Provided records:
━━━━━━━━━━

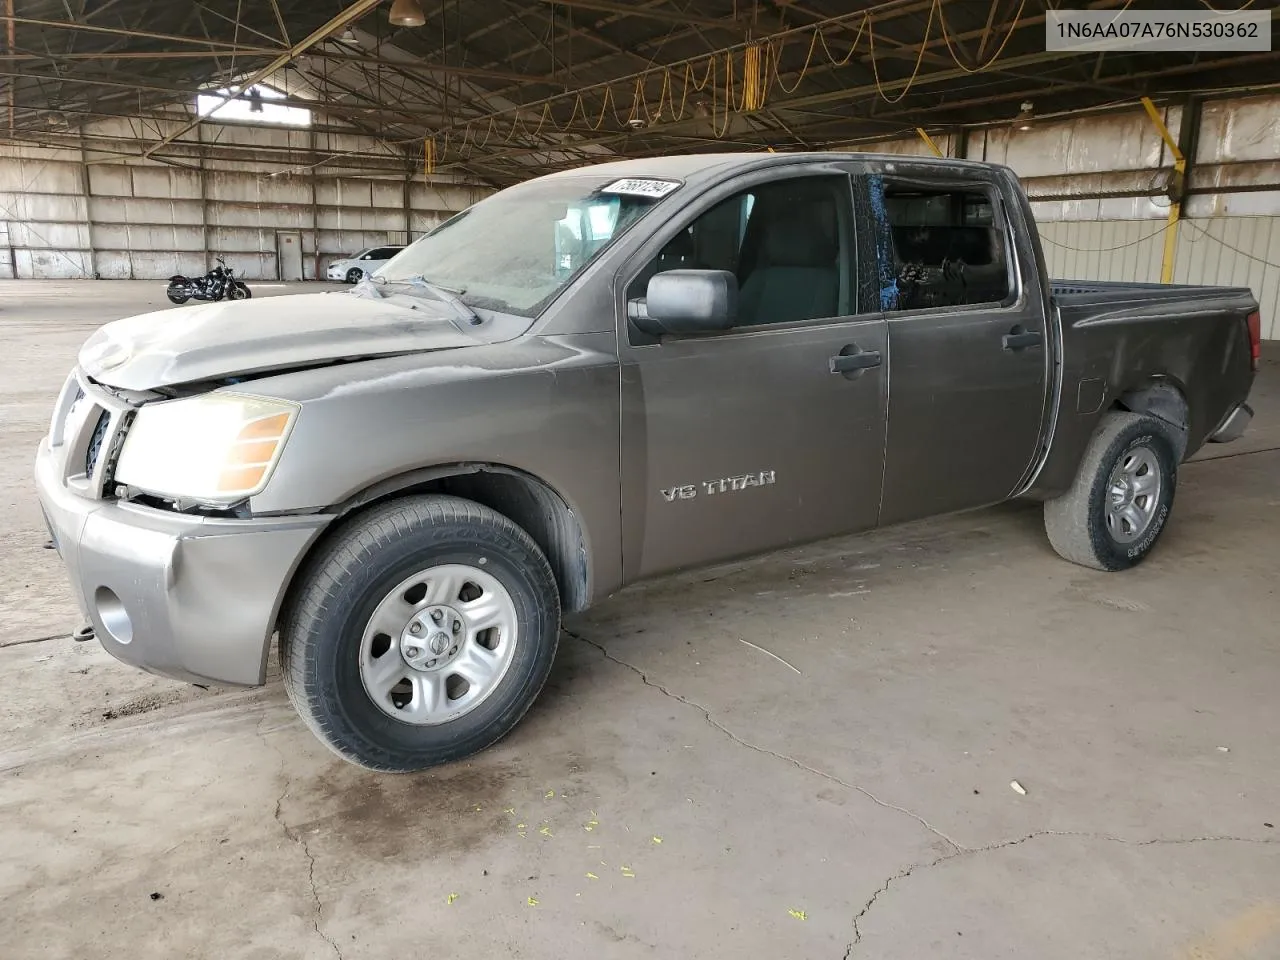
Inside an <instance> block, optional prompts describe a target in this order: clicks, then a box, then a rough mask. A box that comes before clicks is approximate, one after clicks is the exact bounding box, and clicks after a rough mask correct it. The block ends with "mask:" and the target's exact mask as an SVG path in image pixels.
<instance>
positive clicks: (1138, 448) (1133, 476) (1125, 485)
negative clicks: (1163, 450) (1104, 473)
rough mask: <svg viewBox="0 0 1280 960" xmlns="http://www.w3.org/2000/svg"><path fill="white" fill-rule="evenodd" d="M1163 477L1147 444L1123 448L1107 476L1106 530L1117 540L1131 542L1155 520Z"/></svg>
mask: <svg viewBox="0 0 1280 960" xmlns="http://www.w3.org/2000/svg"><path fill="white" fill-rule="evenodd" d="M1162 488H1164V477H1162V475H1161V470H1160V460H1158V458H1157V457H1156V453H1155V451H1152V449H1151V448H1148V447H1134V448H1132V449H1129V451H1126V452H1125V454H1124V456H1123V457H1121V458H1120V461H1119V462H1117V463H1116V465H1115V467H1114V468H1112V471H1111V477H1110V479H1108V480H1107V503H1106V520H1107V532H1108V534H1111V538H1112V539H1114V540H1115V541H1116V543H1120V544H1130V543H1133V541H1135V540H1139V539H1142V536H1143V535H1144V534H1146V532H1147V531H1148V530H1149V529H1151V525H1152V524H1153V522H1155V520H1156V509H1157V507H1158V504H1160V494H1161V489H1162Z"/></svg>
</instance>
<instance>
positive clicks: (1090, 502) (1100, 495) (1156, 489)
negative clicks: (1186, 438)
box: [1044, 412, 1185, 571]
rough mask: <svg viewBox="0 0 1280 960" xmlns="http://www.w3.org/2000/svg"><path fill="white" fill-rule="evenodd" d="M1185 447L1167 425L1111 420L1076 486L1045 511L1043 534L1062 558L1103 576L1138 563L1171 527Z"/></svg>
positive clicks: (1079, 473) (1076, 480) (1054, 502)
mask: <svg viewBox="0 0 1280 960" xmlns="http://www.w3.org/2000/svg"><path fill="white" fill-rule="evenodd" d="M1184 445H1185V444H1184V440H1183V438H1181V435H1180V431H1179V429H1178V428H1176V426H1172V425H1170V424H1167V422H1165V421H1164V420H1157V419H1156V417H1152V416H1147V415H1144V413H1128V412H1112V413H1107V415H1106V416H1105V417H1103V419H1102V422H1101V424H1100V425H1098V429H1097V431H1096V433H1094V435H1093V439H1092V440H1089V445H1088V448H1085V451H1084V458H1083V460H1082V461H1080V468H1079V472H1078V474H1076V477H1075V484H1074V485H1073V486H1071V489H1070V490H1069V492H1068V493H1065V494H1062V495H1061V497H1059V498H1057V499H1052V500H1046V503H1044V530H1046V532H1047V534H1048V541H1050V544H1052V547H1053V549H1055V550H1056V552H1057V553H1059V556H1061V557H1062V558H1064V559H1069V561H1071V562H1073V563H1079V564H1082V566H1085V567H1093V568H1094V570H1103V571H1119V570H1128V568H1129V567H1133V566H1137V564H1138V563H1140V562H1142V561H1143V559H1144V558H1146V557H1147V554H1149V553H1151V550H1152V549H1153V548H1155V545H1156V543H1157V540H1160V535H1161V532H1164V530H1165V525H1166V522H1167V521H1169V513H1170V511H1171V509H1172V507H1174V493H1175V489H1176V486H1178V463H1179V460H1180V451H1183V449H1184ZM1151 477H1153V480H1152V479H1151ZM1112 483H1115V488H1114V486H1112Z"/></svg>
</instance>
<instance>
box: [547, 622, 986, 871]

━━━━━━━━━━

Work instruction: Each line from the top of the records through the one containing "negative clicks: (1163, 450) (1104, 473)" needs to be transcribed exactly, without pictures.

Expected answer:
Inside an <instance> block, optional prompts describe a target in this order: clicks, then a box, then a rough mask. A box that comes before clicks is approximate, one after clicks is the exact bounding box, and clicks after a rough mask correct it. The block ends with "mask:" and the target's exact mask as an SVG path in image pixels.
<instance>
positive clicks: (1138, 448) (1133, 476) (1125, 485)
negative clicks: (1163, 450) (1104, 473)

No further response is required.